**Goal**
Copy the material from its start up to and including the line with "[145,272,640,813]", substituting "leafy bush" for "green shrub" and leaving everything else unchanged.

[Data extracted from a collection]

----

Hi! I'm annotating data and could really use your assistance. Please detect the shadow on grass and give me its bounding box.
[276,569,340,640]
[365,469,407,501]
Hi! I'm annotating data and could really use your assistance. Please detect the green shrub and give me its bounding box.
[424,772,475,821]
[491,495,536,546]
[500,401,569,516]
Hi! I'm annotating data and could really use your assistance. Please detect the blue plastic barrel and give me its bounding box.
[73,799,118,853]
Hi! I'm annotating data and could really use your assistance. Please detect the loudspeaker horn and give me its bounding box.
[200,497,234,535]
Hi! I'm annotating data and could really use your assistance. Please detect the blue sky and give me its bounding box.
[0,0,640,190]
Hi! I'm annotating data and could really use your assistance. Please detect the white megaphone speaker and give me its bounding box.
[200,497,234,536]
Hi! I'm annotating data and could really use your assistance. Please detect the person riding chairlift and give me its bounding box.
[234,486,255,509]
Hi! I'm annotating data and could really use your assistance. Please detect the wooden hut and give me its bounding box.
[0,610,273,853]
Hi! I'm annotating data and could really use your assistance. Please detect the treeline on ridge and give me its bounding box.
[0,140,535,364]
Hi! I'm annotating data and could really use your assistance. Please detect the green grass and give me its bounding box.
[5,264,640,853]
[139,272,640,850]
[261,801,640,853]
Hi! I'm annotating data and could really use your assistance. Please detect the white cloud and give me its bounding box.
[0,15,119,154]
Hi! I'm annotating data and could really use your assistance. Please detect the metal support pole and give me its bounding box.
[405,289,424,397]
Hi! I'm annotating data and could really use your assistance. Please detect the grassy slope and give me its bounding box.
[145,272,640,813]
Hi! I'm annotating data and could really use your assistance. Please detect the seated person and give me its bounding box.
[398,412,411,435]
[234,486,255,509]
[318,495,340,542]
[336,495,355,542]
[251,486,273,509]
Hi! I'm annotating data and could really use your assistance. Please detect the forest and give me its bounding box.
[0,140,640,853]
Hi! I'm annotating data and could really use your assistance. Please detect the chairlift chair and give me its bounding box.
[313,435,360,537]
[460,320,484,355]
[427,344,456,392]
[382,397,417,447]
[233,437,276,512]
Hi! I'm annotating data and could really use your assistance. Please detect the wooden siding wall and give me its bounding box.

----

**Solution to the problem**
Hi! I'm annotating data and could really use your assistance. Please detect the shadow on grass and give me its bounding box.
[276,569,340,640]
[365,469,407,501]
Hi! I'm annotating data and could really use your assistance. Please detect the leafy bush and give me its bounding box.
[424,772,475,821]
[491,495,536,546]
[500,401,569,516]
Hi! I'm annotating data and could really use your assistance. Please detect the blue plastic barrel and give me its bounding box.
[73,799,118,853]
Hi! I'm annotating data and could really use your assistance. Please detect the loudspeaker horn and give me its bounding box.
[200,497,234,535]
Hi! I'm annotating data and could really use your assistance. Please detect the blue sky and give me its bounding box.
[0,0,640,190]
Hi! I'm annotating data and could really use your assistance. Please detect the white megaphone speaker and give me its bounding box.
[200,497,234,536]
Hi! I'm annotating data and could really use your assistance. Please detect the person riding chairlift and give me its bounding box.
[234,486,255,509]
Hi! I'm annotating data and could really use your assistance. Please detect the wooden hut and give me its bounding box.
[0,610,273,853]
Hi! I'm annotating data and could really use your assistance. Please detect the treeline on ridge and give me its bounding box.
[0,140,535,364]
Hi! I'm annotating data and could really use your assistance. Please detect the green grass and give me its bounding box.
[5,264,640,853]
[139,272,640,850]
[261,801,640,853]
Hi! I'm annotating data and could really use your assistance. Please detect the white cloud and give me its bounding box.
[0,15,119,154]
Hi! I'm annotating data and could really use your assistance. Please detect the metal support pole and give me its bounding box.
[405,289,424,397]
Hi! I'm annotating data and could really use your assistance. Please detect the grassy slope and give me its bounding box.
[145,272,640,813]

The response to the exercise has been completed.